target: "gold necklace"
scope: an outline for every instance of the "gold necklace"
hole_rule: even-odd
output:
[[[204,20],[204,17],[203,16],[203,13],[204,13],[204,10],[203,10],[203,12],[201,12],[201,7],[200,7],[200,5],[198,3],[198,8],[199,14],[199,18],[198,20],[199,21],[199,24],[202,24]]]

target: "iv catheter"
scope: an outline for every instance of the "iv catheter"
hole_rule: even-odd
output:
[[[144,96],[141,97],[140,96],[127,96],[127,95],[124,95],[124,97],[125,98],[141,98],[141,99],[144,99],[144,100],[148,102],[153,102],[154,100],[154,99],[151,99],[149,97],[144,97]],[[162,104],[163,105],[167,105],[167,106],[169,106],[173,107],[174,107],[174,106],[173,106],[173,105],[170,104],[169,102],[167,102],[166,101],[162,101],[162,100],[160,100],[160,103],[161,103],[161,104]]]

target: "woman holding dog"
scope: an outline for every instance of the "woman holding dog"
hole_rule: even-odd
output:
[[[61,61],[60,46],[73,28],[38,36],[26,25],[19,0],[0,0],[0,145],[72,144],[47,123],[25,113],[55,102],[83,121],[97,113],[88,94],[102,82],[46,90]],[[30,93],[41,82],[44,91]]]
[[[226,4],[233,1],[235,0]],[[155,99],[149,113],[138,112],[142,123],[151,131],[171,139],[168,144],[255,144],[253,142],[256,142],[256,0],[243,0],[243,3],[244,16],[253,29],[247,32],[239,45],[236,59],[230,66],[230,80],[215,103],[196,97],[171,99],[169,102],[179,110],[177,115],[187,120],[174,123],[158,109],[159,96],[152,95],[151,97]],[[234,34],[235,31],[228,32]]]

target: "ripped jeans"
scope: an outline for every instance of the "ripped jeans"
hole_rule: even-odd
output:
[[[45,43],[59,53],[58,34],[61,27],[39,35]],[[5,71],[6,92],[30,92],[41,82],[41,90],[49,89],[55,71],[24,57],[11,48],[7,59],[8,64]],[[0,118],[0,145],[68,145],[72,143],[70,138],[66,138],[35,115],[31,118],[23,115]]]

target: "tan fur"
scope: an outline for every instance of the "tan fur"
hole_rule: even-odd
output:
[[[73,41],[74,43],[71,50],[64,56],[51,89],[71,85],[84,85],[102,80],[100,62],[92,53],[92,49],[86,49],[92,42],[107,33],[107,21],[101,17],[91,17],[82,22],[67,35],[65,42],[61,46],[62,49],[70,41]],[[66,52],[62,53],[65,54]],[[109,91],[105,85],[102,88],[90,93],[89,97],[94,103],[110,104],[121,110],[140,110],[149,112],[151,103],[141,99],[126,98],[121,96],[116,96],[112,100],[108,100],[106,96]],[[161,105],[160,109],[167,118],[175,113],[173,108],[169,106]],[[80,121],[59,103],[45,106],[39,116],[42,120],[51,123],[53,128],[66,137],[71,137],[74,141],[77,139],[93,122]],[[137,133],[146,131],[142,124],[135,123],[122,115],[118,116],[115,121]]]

• [EXERCISE INSTRUCTIONS]: Please return the data above exactly as given.

• [SOLUTION BELOW]:
target: "gold necklace"
scope: an outline for every instance of the "gold necklace"
hole_rule: even-odd
output:
[[[204,20],[204,17],[203,16],[203,13],[204,13],[204,10],[203,10],[203,12],[201,12],[201,7],[200,7],[200,5],[198,3],[198,8],[199,14],[199,18],[198,20],[199,21],[199,24],[202,24]]]

target: "iv catheter"
scope: an outline for every instance of the "iv catheter"
hole_rule: even-odd
output:
[[[144,96],[141,97],[140,96],[127,96],[127,95],[124,95],[124,97],[125,98],[141,98],[141,99],[144,99],[144,100],[148,102],[153,102],[154,100],[154,99],[151,99],[149,97],[144,97]],[[162,104],[163,105],[167,105],[167,106],[169,106],[173,107],[174,107],[174,106],[173,106],[173,105],[170,104],[169,102],[167,102],[166,101],[162,101],[162,100],[160,100],[160,103],[161,103],[161,104]]]

target: "woman holding dog"
scope: an outline for every instance of the "woman holding dog"
hole_rule: even-odd
output:
[[[61,61],[60,46],[73,28],[38,36],[26,25],[19,0],[0,0],[0,145],[72,144],[47,123],[25,113],[55,102],[83,121],[97,113],[88,94],[102,82],[46,90]],[[30,93],[41,82],[44,91]]]
[[[226,4],[233,1],[235,0]],[[155,99],[149,113],[138,112],[142,123],[151,131],[171,139],[168,144],[255,144],[253,142],[256,142],[256,0],[243,0],[243,3],[244,16],[253,29],[247,32],[239,45],[236,59],[230,66],[230,80],[215,103],[196,97],[171,99],[169,102],[179,110],[177,115],[187,120],[174,123],[158,109],[159,96],[152,95],[151,97]],[[234,34],[235,31],[228,32]]]

target: "ripped jeans"
scope: an outline for every instance of the "ripped jeans"
hole_rule: even-odd
output:
[[[45,43],[59,53],[58,34],[61,27],[39,35]],[[5,71],[6,92],[30,92],[41,82],[41,90],[49,89],[55,71],[24,57],[11,48],[7,59],[8,64]],[[0,118],[0,145],[68,145],[72,143],[70,138],[66,138],[35,115],[31,118],[23,115]]]

target: "tan fur"
scope: an outline for every instance of the "tan fur"
hole_rule: even-odd
output:
[[[73,41],[74,43],[71,50],[64,56],[51,89],[71,85],[84,85],[102,80],[100,62],[92,53],[92,49],[86,49],[92,42],[107,33],[107,21],[101,17],[91,17],[82,22],[67,35],[65,42],[61,46],[62,49],[70,41]],[[66,52],[62,53],[65,54]],[[109,91],[105,85],[102,88],[90,93],[89,97],[94,103],[110,104],[121,110],[140,110],[149,112],[151,103],[141,99],[126,98],[121,96],[116,96],[112,100],[108,100],[106,96]],[[161,105],[160,109],[167,118],[175,113],[173,108],[169,106]],[[80,121],[59,103],[45,106],[39,116],[42,120],[51,123],[53,128],[66,137],[71,137],[74,141],[77,139],[93,122]],[[137,133],[146,131],[142,124],[135,123],[122,115],[118,116],[115,121]]]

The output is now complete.